■ **本文**
%%

手術中はどこを見ていれば良いのか?
2014.03.31
本日は白内障手術9件
霰粒腫手術2件
無事に終わりました。70-74歳の駆け込み手術が多かったです。
明日から2割負担になりますが、医療費が倍になると、大分負担が増えるのではないでしょうか。2割負担については、あまりニュースで取り上げられていない感じがしますが、皆さんご存知でしょうか?
手術中はどこを見ていれば良いのか?
たまに手術説明で言われることがあるのですが、「手術中はどこを見ていれば良いのですか?」ということです。そもそも、眼科の手術室に入るのが初めてという方が殆どですから、「手術の時にどんなところに連れて行かれるのだろう?」という不安もあるかもしれません。
白内障手術は顕微鏡を通して観察しながら行うので、顕微鏡の方を見ててもらうのが一番です。手術のときには仰向けに寝てもらって、目の前(目の上)に顕微鏡を設置するという形になります。
下の写真は、仰向けに寝ている患者さんに緑の布を載せています。赤い矢印の部分が患者さんの目です。緑の輪っかが顕微鏡で、緑矢印の部分から顕微鏡の光が出ます。
顕微鏡の裏側を覗いてみると、下の写真のように光源が3か所あります。なるべく眩しくないように多少暗めに設定してありますが、それでもたまに眩しいと言われてしまいます。光っている3か所の真ん中あたりを見てもらえればと思います。
片目(手術する目)だけ開けようとすると、どうしても目に力が入ってしまいます。そうすると、目がキョロキョロ動いてしまうのです。手術する目は開瞼器で強制的に目が開いているのですが、両目とも軽く開けている感じでいると良いと思います。
視野検査は頑張らない
2014.03.24
新しいAMO社の乱視矯正レンズを用いて手術を行いました。明日の診察が楽しみです。
視野検査は頑張らない
緑内障の検査といえば、眼圧検査とともに視野検査が重要です。
定期的な視野検査を行って、視野が減っていくようであれば緑内障が悪化していると考えなくてはなりません。
ですが、眼圧検査とは異なって視野検査は「光が見えたらボタンを押す検査」ですから、頑張って検査をするか怠けて検査をするかによって結果が異なってしまいます。
この方は、半年前に検査をしたときはこのくらいの視野でした。

%%

■ **資料抜粋**
%%

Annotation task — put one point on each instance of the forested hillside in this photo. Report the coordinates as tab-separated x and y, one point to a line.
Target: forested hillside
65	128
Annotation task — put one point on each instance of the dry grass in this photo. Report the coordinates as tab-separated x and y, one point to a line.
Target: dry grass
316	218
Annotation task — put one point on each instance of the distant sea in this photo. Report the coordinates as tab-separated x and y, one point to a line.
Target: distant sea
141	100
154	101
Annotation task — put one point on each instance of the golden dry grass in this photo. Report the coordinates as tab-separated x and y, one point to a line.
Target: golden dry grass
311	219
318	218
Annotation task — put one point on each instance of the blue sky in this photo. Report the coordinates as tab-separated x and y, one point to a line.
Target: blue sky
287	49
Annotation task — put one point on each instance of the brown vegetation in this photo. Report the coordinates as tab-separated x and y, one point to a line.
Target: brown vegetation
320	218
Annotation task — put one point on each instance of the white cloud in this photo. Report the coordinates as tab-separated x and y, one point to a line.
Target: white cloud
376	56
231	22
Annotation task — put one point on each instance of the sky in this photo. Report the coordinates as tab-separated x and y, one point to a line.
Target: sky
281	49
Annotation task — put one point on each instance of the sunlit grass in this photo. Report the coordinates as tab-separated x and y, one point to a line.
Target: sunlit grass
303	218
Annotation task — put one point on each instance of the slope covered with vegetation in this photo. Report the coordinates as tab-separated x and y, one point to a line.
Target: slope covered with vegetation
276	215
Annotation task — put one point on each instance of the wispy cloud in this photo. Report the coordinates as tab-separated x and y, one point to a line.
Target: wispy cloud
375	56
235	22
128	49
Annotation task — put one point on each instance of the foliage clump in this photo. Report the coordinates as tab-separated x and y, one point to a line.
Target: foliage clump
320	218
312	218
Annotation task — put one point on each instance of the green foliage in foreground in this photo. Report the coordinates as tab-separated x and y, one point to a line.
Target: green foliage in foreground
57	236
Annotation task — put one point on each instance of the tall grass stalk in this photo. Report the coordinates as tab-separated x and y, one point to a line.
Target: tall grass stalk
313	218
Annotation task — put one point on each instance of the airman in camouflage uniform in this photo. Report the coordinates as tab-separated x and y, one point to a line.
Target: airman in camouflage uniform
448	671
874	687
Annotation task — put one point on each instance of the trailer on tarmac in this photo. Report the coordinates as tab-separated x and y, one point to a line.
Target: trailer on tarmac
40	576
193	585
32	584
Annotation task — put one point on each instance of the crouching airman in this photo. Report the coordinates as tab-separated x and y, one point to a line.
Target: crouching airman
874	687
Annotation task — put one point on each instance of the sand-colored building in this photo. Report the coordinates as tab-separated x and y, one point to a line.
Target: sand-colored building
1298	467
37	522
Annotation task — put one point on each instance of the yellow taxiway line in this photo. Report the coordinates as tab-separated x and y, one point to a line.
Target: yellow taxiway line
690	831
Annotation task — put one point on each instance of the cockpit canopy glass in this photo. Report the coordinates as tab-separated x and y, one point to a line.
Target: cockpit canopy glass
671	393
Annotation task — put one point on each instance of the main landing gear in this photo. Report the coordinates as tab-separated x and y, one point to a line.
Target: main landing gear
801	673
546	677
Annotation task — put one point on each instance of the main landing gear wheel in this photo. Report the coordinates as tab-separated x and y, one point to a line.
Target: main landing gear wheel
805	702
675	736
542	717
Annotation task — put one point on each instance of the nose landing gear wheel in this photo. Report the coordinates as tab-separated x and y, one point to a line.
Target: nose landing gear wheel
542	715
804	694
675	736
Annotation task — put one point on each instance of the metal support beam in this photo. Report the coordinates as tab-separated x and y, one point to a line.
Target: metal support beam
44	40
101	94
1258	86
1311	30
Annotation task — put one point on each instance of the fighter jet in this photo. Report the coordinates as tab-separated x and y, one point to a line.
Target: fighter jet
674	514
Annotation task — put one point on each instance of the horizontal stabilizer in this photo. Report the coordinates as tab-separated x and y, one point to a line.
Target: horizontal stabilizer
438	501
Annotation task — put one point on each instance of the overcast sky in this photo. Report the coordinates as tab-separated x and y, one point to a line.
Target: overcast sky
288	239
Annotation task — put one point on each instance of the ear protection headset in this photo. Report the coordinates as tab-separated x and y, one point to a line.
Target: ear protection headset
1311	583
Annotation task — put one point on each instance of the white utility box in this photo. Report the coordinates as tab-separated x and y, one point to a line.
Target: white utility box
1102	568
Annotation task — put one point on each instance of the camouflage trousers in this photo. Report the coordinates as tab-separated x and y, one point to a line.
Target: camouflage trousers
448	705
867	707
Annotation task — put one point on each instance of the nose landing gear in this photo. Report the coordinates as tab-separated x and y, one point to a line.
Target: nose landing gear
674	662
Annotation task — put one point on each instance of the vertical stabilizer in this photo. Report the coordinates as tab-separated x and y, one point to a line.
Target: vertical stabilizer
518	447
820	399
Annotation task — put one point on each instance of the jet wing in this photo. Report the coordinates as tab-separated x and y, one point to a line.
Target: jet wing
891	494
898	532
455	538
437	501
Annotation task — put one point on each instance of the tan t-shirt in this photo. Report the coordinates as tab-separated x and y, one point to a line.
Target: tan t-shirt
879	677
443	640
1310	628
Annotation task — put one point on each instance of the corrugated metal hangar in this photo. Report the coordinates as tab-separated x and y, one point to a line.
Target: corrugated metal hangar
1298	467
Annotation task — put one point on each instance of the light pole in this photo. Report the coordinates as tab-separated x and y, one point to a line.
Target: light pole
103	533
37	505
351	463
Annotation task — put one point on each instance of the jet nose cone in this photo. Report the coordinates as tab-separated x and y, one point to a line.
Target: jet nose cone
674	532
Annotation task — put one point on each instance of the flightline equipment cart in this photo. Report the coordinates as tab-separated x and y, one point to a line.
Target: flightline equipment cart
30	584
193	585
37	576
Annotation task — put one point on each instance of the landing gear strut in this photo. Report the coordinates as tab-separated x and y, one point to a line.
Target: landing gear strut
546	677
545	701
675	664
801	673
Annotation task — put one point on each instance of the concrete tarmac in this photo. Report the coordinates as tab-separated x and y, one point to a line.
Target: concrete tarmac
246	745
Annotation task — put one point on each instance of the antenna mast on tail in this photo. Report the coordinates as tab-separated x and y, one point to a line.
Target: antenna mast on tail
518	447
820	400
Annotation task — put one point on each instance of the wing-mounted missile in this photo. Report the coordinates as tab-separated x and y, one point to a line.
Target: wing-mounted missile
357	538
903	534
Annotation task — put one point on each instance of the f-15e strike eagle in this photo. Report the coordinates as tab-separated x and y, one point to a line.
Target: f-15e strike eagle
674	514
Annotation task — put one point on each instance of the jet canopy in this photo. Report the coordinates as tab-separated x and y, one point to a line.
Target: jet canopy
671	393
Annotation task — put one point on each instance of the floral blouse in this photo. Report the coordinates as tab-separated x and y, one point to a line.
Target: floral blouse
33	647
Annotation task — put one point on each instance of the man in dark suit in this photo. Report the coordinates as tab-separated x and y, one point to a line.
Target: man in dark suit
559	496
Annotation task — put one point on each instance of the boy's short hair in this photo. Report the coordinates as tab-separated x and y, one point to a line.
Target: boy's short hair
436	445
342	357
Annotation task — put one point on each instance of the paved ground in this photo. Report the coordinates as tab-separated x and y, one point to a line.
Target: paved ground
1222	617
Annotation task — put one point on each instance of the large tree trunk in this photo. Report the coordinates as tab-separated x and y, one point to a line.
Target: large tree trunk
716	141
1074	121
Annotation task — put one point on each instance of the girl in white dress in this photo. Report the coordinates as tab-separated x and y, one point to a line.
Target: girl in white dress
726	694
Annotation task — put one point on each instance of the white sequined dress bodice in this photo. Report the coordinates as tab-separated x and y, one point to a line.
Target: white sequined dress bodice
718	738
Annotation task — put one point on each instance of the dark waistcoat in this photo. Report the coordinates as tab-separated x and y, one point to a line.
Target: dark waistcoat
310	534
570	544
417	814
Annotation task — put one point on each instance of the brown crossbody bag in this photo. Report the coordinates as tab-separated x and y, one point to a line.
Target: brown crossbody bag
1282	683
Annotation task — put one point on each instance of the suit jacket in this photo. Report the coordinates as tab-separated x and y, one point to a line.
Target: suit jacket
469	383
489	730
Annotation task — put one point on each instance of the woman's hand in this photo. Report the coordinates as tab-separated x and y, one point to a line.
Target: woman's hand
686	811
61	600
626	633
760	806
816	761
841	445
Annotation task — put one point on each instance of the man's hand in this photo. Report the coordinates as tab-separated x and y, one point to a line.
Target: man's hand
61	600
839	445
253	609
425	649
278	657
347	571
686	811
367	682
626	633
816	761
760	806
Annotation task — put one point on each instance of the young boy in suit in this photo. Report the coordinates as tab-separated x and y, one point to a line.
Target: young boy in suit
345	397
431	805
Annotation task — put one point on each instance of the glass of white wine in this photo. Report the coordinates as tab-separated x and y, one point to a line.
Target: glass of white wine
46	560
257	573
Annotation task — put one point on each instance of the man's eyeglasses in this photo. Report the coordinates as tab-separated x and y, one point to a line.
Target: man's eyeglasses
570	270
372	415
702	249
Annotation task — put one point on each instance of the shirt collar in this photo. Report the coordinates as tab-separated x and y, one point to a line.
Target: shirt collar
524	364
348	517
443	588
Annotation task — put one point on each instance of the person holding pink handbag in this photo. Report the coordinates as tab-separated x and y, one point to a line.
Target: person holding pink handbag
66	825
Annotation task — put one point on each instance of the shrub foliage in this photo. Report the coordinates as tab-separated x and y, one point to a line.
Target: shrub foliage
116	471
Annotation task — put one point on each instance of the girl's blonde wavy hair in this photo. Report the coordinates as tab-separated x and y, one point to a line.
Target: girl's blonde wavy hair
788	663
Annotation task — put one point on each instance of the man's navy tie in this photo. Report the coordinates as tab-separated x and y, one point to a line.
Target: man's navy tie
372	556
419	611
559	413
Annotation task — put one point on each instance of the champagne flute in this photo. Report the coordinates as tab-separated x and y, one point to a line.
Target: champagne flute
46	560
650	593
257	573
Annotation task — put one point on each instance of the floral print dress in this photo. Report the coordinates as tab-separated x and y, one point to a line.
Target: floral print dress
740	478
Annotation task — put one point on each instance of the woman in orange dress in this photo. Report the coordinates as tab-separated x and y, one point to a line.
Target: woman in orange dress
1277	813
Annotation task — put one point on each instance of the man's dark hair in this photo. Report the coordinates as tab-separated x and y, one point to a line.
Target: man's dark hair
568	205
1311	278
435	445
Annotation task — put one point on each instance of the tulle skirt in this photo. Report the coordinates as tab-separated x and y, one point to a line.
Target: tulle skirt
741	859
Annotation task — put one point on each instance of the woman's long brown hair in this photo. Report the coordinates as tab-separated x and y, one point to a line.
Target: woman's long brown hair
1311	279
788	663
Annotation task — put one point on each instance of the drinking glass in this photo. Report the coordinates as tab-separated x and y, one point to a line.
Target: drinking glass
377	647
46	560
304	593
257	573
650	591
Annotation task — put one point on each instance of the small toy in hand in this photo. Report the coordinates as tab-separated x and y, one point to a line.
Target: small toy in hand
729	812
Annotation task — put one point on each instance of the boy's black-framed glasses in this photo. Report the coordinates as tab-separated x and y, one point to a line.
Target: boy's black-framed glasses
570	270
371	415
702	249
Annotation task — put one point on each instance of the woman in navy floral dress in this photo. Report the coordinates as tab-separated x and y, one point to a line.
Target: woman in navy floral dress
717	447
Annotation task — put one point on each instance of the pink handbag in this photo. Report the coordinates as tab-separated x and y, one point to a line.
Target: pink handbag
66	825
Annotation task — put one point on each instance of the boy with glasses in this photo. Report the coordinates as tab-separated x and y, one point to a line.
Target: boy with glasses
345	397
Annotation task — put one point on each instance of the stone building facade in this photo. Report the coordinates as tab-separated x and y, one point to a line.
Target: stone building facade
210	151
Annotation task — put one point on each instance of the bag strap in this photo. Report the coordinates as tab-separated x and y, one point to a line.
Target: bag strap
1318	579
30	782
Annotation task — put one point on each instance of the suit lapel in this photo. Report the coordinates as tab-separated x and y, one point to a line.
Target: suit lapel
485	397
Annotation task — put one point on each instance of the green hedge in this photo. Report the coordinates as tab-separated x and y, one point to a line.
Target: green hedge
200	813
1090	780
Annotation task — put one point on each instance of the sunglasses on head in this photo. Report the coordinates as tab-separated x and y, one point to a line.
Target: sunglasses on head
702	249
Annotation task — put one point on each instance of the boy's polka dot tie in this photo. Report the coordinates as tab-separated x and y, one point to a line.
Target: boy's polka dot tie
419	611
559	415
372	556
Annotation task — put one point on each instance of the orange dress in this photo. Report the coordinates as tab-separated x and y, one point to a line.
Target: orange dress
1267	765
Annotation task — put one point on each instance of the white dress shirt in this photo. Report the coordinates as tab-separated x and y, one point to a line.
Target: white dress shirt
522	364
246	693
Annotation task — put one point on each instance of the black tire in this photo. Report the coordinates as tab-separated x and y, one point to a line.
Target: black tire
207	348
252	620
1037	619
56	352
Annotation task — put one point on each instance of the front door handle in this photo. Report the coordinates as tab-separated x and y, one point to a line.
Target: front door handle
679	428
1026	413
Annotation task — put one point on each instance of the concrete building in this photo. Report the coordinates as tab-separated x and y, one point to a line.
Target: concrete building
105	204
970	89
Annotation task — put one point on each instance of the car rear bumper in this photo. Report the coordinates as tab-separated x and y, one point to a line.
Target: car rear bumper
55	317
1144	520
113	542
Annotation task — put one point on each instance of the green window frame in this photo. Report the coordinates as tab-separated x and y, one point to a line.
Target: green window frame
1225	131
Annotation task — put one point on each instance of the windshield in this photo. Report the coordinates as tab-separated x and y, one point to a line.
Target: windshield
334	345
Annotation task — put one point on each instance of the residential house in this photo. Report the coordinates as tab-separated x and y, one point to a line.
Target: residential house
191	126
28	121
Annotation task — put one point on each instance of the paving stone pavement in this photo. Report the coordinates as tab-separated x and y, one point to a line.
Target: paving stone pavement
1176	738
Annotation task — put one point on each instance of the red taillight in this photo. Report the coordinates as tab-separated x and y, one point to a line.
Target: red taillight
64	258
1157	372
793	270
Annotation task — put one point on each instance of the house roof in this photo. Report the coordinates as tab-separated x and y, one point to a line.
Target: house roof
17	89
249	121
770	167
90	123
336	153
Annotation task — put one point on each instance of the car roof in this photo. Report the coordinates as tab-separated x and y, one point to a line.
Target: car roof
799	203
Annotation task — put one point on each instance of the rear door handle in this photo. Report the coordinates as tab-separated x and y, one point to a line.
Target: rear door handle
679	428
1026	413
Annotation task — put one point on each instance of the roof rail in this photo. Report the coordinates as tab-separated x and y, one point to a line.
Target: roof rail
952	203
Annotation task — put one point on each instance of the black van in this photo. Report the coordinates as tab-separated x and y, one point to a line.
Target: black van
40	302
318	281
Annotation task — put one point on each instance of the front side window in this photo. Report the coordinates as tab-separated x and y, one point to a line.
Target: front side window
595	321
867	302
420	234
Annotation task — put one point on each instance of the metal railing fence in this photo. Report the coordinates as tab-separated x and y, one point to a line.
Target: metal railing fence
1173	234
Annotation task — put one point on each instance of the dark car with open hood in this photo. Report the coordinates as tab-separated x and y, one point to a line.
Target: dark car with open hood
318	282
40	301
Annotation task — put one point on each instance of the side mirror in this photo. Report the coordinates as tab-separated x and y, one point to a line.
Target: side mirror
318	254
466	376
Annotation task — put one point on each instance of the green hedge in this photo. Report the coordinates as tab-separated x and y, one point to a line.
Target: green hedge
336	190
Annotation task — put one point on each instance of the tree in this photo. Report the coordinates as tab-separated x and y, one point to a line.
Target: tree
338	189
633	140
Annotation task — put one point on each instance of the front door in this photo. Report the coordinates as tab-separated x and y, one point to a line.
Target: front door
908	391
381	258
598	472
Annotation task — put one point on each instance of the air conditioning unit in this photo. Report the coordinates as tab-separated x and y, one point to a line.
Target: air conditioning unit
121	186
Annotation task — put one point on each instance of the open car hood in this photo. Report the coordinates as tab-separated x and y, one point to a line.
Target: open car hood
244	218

%%

本文によると、顕微鏡の裏側には光源が何か所あるか。 この資料は本文とは関係がない。

顕微鏡の裏側には光源が3か所ある。